**TASK BRIEF**. Report every line of the data below that contains the string "somewhere", copying each such line in full. Letter case counts when matching.

* * * * * * *

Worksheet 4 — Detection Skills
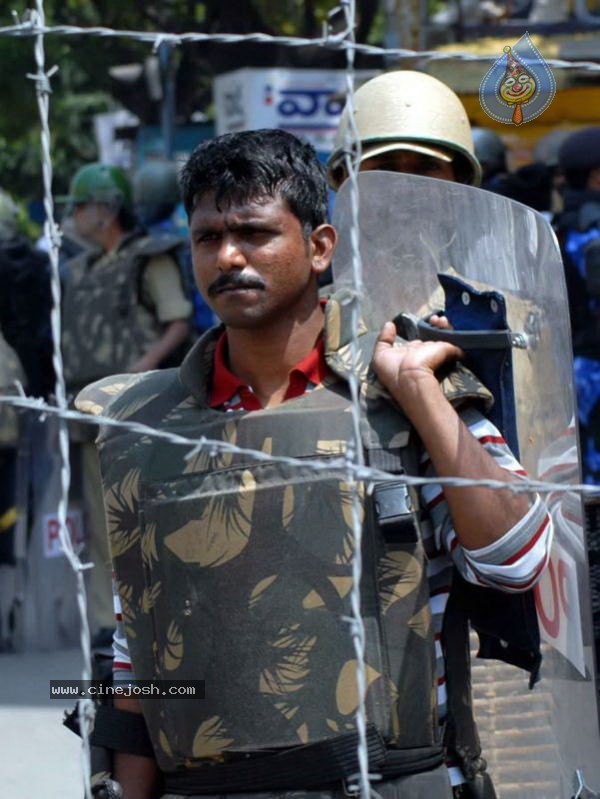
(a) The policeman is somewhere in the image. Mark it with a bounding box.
[62,164,192,643]
[62,164,191,389]
[72,131,549,799]
[328,70,552,796]
[133,161,216,333]
[0,190,54,650]
[328,70,481,190]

* * * * * * *

**RESULT OF THIS EXERCISE**.
(a) The policeman is somewhere in the image. Mark it with a bounding box.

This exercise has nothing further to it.